▸ Excerto de origem:

══════════════════════════════

A convicção é partilhada pelo vice-presidente da associação SOS Quinta dos Ingleses, Pedro Jordão, um dos principais contestatários do plano de urbanização previsto para a Quinta dos Ingleses.
“É verdadeiramente indigno que no século XXI haja gente nestas circunstâncias, sem água, luz, esgotos canalizados. É do ponto de vista moral e ético absolutamente lamentável”, afirmou.
Para Pedro Jordão, “não existe qualquer interesse público” no projeto que está previsto, uma vez que se trata de “construção intensiva” que trará “consequências negativas” a nível social e ambiental a toda a área envolvente.
“Vai ter um enorme impacto em termos de impermeabilização, em termos de ventos, em termos de aquecimento da freguesia e em termos de poluição, tráfego automóvel. Além disso, é uma habitação dirigida às classes mais altas e não vai resolver os problemas de habitação no concelho de Cascais”, argumentou.
Contactado pela Lusa, o presidente da Câmara de Cascais, Carlos Carreiras (PSD), assegurou que os moradores da Quinta dos Ingleses têm tido apoio, através da Segurança Social, mas ressalvou que a autarquia não tem condições, nem responsabilidade, para lhes assegurar uma alternativa habitacional.

══════════════════════════════

Entradas de dados
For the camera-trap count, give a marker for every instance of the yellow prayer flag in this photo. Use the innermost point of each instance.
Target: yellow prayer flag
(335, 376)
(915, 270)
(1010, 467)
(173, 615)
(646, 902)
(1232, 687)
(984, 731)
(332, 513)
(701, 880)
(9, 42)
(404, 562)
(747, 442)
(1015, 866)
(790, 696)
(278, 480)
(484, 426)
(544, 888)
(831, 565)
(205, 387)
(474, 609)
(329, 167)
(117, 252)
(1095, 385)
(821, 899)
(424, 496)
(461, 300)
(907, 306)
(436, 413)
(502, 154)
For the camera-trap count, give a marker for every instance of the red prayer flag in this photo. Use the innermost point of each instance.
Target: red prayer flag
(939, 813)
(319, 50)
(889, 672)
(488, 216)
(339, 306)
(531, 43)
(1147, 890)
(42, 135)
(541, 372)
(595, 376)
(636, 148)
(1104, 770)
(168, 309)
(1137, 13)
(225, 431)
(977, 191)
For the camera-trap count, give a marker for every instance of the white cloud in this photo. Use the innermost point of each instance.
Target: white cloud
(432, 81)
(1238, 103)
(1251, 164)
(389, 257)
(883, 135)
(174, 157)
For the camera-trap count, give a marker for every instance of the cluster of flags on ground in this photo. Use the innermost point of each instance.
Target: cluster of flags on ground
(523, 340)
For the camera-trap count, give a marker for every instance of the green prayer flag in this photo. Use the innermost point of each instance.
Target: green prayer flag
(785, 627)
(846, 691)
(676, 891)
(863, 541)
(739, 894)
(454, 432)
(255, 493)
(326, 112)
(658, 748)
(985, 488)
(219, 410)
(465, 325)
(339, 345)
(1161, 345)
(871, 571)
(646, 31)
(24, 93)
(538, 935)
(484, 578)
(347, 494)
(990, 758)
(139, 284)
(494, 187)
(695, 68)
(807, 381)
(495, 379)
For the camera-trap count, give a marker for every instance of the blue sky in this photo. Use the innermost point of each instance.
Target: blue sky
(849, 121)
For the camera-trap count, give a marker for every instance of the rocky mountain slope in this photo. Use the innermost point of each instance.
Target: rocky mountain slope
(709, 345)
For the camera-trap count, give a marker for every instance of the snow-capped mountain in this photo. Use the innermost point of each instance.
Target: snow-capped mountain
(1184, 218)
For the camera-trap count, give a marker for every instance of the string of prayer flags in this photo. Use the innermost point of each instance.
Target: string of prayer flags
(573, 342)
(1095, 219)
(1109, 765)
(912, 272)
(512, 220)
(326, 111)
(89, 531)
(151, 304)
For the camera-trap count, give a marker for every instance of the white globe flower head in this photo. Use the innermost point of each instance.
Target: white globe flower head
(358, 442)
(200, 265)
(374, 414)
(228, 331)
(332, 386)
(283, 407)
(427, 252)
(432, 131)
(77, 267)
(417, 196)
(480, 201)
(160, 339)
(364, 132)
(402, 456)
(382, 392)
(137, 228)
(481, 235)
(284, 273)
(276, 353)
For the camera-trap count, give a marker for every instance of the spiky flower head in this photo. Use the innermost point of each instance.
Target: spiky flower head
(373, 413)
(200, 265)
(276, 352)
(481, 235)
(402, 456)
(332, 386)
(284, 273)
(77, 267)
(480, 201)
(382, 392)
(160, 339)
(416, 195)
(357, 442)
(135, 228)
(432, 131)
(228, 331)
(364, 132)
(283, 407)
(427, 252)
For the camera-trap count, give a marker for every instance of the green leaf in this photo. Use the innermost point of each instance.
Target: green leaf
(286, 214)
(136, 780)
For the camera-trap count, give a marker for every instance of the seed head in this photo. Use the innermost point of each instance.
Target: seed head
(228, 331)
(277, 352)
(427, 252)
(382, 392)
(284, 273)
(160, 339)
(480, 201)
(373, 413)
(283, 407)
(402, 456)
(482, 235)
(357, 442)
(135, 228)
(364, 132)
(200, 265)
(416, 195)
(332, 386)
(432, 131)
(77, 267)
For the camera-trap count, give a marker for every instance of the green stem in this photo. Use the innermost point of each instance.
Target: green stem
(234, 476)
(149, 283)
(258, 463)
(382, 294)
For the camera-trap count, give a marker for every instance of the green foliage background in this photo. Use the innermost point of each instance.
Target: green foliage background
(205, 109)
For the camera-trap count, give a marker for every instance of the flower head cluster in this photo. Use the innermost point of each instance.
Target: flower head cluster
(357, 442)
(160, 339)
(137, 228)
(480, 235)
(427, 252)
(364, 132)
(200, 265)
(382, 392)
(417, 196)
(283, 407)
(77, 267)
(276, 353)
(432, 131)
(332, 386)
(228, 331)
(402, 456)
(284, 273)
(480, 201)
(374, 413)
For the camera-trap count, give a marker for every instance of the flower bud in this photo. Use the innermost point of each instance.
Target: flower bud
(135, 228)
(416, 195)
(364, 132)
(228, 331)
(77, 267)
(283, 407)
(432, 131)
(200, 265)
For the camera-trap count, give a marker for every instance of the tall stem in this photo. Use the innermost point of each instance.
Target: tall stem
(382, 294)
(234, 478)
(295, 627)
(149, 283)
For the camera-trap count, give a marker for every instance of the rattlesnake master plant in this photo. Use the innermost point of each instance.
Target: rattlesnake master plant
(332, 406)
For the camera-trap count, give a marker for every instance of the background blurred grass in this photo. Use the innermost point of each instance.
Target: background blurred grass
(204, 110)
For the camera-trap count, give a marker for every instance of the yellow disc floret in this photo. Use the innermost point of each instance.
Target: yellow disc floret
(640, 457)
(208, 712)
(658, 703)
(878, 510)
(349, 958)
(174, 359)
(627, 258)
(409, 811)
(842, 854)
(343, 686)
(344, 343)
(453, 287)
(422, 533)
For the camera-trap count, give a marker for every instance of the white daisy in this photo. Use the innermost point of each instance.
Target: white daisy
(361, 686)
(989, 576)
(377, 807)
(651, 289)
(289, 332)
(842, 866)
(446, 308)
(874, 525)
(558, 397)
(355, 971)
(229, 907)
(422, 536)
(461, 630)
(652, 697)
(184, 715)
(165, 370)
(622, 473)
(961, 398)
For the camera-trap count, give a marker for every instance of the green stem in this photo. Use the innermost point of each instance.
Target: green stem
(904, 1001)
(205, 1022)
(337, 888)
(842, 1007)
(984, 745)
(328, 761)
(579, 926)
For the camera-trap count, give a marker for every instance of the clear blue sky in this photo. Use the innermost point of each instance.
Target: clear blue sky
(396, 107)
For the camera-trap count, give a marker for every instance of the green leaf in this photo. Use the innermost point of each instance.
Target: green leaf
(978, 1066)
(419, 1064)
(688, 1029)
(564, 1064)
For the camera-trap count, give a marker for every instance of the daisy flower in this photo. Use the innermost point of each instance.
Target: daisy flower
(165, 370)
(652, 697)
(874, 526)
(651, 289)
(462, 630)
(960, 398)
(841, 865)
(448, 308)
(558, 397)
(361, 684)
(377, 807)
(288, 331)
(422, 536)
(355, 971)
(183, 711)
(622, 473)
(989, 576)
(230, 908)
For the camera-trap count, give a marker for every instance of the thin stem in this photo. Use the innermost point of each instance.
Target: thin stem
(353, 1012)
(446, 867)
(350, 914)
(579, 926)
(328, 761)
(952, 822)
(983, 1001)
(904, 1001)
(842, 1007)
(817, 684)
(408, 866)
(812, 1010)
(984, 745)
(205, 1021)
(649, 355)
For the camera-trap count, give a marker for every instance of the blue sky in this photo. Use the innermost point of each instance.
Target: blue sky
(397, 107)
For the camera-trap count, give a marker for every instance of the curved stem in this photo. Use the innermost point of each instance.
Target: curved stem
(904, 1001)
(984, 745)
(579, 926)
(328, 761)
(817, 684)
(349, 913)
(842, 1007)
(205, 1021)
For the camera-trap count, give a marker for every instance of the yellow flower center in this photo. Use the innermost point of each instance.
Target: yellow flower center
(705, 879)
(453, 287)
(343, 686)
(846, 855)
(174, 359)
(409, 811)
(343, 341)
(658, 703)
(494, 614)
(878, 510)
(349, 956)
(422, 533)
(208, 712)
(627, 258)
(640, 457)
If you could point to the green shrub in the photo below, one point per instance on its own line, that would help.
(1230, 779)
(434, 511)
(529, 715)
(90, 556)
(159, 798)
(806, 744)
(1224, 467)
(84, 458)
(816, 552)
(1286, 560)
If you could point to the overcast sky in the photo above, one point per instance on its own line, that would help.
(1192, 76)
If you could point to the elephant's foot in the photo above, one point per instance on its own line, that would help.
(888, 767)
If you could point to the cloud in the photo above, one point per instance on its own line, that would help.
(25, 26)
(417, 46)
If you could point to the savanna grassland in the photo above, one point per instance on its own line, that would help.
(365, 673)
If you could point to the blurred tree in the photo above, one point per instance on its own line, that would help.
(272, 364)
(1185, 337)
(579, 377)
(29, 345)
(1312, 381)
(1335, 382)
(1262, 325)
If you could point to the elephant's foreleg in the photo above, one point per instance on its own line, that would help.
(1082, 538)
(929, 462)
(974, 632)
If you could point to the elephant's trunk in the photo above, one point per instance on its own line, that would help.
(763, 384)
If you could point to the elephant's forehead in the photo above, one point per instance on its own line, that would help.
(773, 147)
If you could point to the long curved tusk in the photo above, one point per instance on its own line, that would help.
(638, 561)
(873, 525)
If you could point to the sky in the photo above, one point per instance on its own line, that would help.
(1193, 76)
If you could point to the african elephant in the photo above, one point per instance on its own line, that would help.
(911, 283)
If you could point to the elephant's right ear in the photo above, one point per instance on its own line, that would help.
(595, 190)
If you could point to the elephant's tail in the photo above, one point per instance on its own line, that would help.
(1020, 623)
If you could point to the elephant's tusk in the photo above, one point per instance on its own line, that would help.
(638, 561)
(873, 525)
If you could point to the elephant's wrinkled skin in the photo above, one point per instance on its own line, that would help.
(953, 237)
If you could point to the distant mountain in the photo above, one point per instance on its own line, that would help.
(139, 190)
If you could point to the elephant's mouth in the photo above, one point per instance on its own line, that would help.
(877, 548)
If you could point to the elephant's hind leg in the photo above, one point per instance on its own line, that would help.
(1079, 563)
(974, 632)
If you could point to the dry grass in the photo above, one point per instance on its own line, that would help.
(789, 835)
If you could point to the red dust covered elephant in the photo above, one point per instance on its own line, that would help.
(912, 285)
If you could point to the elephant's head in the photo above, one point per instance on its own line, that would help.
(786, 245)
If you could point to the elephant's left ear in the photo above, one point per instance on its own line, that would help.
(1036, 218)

══════════════════════════════

▸ Objetivo:
Pode repetir na íntegra, sem mudar uma vírgula, o excerto sobre a Quinta dos Ingleses? Os registos não fazem falta.

▸ Solução escrita:
A convicção é partilhada pelo vice-presidente da associação SOS Quinta dos Ingleses, Pedro Jordão, um dos principais contestatários do plano de urbanização previsto para a Quinta dos Ingleses.
“É verdadeiramente indigno que no século XXI haja gente nestas circunstâncias, sem água, luz, esgotos canalizados. É do ponto de vista moral e ético absolutamente lamentável”, afirmou.
Para Pedro Jordão, “não existe qualquer interesse público” no projeto que está previsto, uma vez que se trata de “construção intensiva” que trará “consequências negativas” a nível social e ambiental a toda a área envolvente.
“Vai ter um enorme impacto em termos de impermeabilização, em termos de ventos, em termos de aquecimento da freguesia e em termos de poluição, tráfego automóvel. Além disso, é uma habitação dirigida às classes mais altas e não vai resolver os problemas de habitação no concelho de Cascais”, argumentou.
Contactado pela Lusa, o presidente da Câmara de Cascais, Carlos Carreiras (PSD), assegurou que os moradores da Quinta dos Ingleses têm tido apoio, através da Segurança Social, mas ressalvou que a autarquia não tem condições, nem responsabilidade, para lhes assegurar uma alternativa habitacional.